EXERCISE GOAL: Once the line with "Might I ask you to point at the pale" is found in the entries below, print it and each following line exactly, stopping after the line with "Might I ask you to point at the calm"; print nothing else.

Referring expression data:
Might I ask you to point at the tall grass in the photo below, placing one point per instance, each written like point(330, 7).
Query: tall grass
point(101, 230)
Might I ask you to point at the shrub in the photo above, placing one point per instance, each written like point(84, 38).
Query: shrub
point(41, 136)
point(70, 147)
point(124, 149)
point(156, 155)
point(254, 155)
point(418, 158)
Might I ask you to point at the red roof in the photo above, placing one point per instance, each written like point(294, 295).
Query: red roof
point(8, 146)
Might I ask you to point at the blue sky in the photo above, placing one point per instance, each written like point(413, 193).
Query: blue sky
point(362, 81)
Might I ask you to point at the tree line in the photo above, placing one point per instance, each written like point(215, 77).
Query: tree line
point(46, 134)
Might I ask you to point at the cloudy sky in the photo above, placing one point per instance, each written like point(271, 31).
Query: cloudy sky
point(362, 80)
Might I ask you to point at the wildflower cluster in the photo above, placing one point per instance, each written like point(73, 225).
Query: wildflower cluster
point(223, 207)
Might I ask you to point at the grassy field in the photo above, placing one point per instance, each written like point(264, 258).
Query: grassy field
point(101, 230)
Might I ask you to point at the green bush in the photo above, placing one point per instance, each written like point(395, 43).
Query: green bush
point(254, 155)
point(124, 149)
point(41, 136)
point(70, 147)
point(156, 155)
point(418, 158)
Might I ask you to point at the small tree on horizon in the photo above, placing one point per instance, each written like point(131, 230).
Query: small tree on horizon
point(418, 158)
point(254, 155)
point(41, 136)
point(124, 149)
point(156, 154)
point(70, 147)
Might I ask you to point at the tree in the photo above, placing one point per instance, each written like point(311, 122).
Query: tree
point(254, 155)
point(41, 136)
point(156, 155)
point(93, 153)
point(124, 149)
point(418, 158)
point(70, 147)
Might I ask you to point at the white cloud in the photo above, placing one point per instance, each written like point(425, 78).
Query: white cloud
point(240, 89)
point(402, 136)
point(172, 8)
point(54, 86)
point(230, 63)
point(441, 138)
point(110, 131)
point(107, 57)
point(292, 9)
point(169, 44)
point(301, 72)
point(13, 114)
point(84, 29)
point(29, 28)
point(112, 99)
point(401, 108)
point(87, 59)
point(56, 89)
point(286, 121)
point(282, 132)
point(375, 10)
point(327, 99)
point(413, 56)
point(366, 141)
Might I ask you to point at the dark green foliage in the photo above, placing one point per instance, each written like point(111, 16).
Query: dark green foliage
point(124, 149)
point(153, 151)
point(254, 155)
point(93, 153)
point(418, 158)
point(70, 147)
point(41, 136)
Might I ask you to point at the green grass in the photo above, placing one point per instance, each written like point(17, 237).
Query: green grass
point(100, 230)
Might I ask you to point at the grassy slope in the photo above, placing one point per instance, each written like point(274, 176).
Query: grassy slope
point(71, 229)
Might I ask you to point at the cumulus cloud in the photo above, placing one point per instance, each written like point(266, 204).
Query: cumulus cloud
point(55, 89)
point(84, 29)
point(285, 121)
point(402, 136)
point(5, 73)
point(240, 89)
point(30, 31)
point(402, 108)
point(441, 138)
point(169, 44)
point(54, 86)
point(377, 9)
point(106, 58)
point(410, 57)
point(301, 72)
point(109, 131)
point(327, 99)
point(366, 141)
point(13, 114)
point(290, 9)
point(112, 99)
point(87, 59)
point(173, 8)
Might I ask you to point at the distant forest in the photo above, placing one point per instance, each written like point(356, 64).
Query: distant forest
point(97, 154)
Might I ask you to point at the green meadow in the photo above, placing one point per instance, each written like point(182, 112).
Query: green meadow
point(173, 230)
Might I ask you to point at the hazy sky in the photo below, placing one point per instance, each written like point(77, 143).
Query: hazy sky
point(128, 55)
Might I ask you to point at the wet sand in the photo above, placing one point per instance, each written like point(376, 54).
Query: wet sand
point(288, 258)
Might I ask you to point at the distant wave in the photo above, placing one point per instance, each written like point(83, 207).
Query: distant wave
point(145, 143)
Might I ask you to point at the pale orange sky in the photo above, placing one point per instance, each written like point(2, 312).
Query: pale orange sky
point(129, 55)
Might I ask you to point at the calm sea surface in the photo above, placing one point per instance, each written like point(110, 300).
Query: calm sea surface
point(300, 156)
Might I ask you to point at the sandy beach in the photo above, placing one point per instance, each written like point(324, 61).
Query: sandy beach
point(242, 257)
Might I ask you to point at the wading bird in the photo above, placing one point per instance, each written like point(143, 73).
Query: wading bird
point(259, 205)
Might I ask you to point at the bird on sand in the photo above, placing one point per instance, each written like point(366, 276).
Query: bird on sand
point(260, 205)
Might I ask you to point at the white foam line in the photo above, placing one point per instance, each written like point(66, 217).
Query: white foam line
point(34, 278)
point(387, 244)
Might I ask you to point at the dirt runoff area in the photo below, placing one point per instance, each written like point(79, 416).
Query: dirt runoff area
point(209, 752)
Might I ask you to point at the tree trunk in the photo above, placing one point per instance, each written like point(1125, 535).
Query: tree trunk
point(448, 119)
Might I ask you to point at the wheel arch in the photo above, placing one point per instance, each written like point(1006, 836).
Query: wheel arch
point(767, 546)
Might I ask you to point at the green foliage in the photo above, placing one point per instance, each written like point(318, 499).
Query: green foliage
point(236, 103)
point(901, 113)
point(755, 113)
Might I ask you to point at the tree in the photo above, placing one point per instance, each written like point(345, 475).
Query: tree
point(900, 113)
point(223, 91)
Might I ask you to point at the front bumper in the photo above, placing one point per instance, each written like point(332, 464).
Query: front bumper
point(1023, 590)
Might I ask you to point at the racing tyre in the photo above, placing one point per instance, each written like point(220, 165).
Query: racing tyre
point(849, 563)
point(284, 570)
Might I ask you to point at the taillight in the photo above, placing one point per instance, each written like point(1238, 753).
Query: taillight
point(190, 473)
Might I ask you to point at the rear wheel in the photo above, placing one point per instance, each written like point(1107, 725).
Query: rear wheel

EXERCISE ANSWER:
Might I ask you to point at the pale orange sky in the photo above, placing one point per instance, each written like point(2, 312).
Query: pale orange sky
point(129, 55)
Might I ask you to point at the calm sea surface in the photo above, placing one point per instance, each written like point(110, 300).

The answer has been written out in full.